[Stored dataset items]
****************************************
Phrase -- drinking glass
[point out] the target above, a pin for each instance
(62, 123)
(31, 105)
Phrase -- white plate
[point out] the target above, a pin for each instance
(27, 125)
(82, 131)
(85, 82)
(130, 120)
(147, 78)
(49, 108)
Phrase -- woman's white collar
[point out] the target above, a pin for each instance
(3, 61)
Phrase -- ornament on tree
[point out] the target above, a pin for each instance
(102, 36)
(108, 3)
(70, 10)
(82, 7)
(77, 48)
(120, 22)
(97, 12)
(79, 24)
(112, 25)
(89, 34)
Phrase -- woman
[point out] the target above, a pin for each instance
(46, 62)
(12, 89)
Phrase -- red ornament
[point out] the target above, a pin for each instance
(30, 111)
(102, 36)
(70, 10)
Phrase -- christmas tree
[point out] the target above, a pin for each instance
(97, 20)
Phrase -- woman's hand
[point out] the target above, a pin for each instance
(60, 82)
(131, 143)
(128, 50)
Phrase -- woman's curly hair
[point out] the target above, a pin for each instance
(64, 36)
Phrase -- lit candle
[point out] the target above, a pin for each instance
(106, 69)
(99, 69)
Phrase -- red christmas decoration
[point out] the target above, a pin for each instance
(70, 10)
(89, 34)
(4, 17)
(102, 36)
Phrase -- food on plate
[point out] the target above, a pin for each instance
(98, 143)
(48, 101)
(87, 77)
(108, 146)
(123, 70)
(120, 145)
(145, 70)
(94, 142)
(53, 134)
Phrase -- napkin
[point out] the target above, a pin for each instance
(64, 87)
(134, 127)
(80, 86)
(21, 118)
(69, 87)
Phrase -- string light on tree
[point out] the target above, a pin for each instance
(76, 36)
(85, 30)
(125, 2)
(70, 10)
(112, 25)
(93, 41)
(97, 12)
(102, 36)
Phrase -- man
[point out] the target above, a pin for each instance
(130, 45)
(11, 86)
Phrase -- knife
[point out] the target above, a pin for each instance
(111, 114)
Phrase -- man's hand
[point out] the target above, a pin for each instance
****************************************
§ WHAT YOU NEED TO DO: Find the word "hand" in the entries, and copy every line it shows up in.

§ SOLUTION FOR THIS EXERCISE:
Phrase -- woman's hand
Phrase -- man's hand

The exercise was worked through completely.